**Aim of the task**
Copy each of the lines below verbatim, changing nothing.

(Object position labeling lines)

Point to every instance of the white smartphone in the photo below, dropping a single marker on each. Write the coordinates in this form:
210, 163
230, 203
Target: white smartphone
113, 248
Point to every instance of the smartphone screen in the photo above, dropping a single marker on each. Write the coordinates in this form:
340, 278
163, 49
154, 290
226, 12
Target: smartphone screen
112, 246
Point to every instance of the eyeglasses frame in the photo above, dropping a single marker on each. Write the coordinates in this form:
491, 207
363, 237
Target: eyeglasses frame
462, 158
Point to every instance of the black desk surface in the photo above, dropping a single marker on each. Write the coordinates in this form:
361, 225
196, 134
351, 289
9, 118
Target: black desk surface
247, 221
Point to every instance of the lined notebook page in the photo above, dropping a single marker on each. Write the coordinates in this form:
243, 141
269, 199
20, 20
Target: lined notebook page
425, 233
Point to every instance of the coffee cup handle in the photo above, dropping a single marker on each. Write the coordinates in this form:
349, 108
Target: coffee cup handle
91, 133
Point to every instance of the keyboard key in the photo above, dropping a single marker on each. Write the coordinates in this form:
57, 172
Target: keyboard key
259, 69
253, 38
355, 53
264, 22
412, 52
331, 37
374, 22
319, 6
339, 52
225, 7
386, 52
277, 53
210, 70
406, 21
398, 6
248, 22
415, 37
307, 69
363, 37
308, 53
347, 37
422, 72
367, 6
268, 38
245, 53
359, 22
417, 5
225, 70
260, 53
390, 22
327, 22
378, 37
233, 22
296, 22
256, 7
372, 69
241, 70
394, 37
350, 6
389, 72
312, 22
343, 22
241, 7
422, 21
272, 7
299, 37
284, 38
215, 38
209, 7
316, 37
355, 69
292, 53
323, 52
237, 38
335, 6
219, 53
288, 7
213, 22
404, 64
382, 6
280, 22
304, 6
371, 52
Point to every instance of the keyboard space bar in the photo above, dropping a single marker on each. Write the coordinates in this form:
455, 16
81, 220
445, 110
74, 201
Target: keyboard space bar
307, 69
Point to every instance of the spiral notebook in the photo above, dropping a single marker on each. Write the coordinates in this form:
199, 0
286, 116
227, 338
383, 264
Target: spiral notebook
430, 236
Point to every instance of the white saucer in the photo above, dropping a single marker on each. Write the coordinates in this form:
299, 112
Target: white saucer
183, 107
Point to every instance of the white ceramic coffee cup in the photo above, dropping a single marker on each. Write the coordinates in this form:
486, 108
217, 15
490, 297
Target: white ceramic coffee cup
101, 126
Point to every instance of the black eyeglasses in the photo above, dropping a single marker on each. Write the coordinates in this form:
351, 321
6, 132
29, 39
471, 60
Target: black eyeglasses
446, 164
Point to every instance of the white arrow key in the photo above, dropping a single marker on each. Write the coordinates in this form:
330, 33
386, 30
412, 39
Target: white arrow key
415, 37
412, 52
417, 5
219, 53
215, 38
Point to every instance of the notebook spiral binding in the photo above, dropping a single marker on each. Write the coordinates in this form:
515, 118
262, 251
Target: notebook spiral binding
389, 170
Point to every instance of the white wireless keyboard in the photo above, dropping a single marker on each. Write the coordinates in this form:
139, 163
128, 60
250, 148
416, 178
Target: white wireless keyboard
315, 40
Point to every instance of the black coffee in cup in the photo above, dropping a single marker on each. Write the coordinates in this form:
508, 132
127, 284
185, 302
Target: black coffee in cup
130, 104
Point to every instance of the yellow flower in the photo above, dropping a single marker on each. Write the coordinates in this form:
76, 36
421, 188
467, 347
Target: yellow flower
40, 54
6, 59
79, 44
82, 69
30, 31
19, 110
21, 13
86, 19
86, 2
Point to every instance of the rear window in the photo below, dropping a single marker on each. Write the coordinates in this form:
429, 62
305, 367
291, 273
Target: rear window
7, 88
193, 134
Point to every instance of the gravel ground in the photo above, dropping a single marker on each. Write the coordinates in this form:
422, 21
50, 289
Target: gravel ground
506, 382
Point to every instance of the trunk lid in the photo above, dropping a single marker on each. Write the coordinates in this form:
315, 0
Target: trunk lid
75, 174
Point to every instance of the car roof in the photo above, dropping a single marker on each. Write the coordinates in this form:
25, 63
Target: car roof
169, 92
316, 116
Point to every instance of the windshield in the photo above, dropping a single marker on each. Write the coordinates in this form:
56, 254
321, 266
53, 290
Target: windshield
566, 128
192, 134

**Output below**
Point to every instance of the white smartphone in the photo below, dropping a single marker on each. Write the coordinates in this form:
210, 163
230, 203
Target: white smartphone
113, 248
Point to every instance of the smartphone screen in the photo above, dropping a single marker on each. Write the coordinates in this form:
340, 278
163, 49
154, 290
226, 12
Target: smartphone screen
112, 246
Point to every instance of the eyeglasses frame in the photo above, dropping a single marker on each. Write the coordinates in this form:
491, 207
363, 237
Target: eyeglasses frame
462, 158
Point to every instance of the black desk surface in the photo above, dropping a single marker on each. Write the coordinates in this form:
361, 225
196, 134
351, 289
9, 118
Target: black desk surface
247, 221
Point to every instance of the lined notebook page in the photo above, dropping a single marker on each. Write the coordinates in this form:
243, 141
269, 199
20, 20
Target: lined notebook page
425, 233
Point to every instance of the coffee cup handle in the photo above, dropping a single marker on each. Write the coordinates in this form:
349, 108
Target: coffee cup handle
91, 133
Point to every instance of the keyboard key in the photo above, dropping a single marker on each. Write the coordinates in this form:
57, 172
Target: keyboard key
259, 69
253, 38
355, 53
264, 22
412, 52
331, 37
374, 22
319, 6
339, 52
225, 7
386, 52
277, 53
210, 70
406, 21
398, 6
248, 22
415, 37
307, 69
363, 37
308, 53
347, 37
422, 72
367, 6
268, 38
245, 53
359, 22
417, 5
225, 70
260, 53
390, 22
327, 22
378, 37
233, 22
296, 22
256, 7
372, 69
241, 70
394, 37
350, 6
389, 72
312, 22
343, 22
241, 7
422, 21
272, 7
299, 37
284, 38
215, 38
209, 7
316, 37
355, 69
292, 53
323, 52
237, 38
335, 6
219, 53
288, 7
213, 22
404, 64
382, 6
280, 22
304, 6
371, 52
Point to every instance of the keyboard space bar in the photo above, dropping a single marker on each. Write the coordinates in this form:
455, 16
81, 220
445, 110
74, 201
Target: keyboard space bar
307, 69
Point to every instance of the spiral notebook in the photo above, dropping a single marker on each. Write the coordinates in this form:
199, 0
286, 116
227, 338
383, 264
Target: spiral notebook
430, 236
Point to every instance of the white saucer in the photo above, dropping a single marker on each. Write the coordinates in this form:
299, 112
Target: white saucer
183, 107
Point to every instance of the white ceramic coffee cup in the photo above, dropping a single marker on each. Write the coordinates in this form:
486, 108
217, 15
490, 297
Target: white ceramic coffee cup
101, 126
Point to every instance of the black eyeglasses in the photo above, dropping a single marker on each. Write the coordinates in this form:
351, 321
6, 132
29, 39
471, 60
Target: black eyeglasses
446, 164
Point to every instance of the white arrow key in the photo above, dropping a single marker on each. Write the coordinates in this form:
330, 33
386, 30
412, 39
Target: white arrow key
415, 37
412, 52
417, 5
219, 53
215, 38
Point to every instance of the notebook spiral binding in the photo above, dropping a single marker on each. Write the coordinates in this form:
515, 118
262, 251
Target: notebook spiral binding
389, 170
Point to every instance of the white wireless keyboard in the photo above, dropping a single marker on each. Write the coordinates in this form:
139, 163
128, 60
250, 148
416, 178
Target: white wireless keyboard
315, 40
Point to every instance of the black coffee in cup in the photo above, dropping a single marker on each. Write the coordinates in this form:
508, 132
127, 284
185, 302
Target: black coffee in cup
130, 104
Point to every instance of the yellow flower in the photo above, dropping a single marker on each. Write the coordinates in this form:
76, 36
421, 188
467, 347
Target: yellow flower
40, 54
6, 59
79, 44
82, 69
30, 31
19, 110
21, 13
86, 19
86, 2
Point to every instance of the rear window in the photo below, dropping a single marker on each. Write the coordinates in this form:
429, 62
305, 367
291, 273
Target: rear window
7, 88
193, 134
Point to every instance of the gravel ground in the photo above, dropping a single marker on each. Write the coordinates in this form:
422, 21
50, 289
Target: gravel ground
506, 382
Point to every instance of the trunk lid in the photo above, dropping a single marker on each. Write the coordinates in this form:
315, 0
Target: trunk lid
75, 174
Point to every instance of the car roof in the photo above, dropping a single marker on each. Write the coordinates in this form:
25, 63
Target: car roof
169, 92
316, 116
Point to every instance of the windshield in the photo above, dropping a single marker on each. Write the coordinates in this form:
56, 254
321, 266
53, 290
Target: windshield
566, 128
192, 134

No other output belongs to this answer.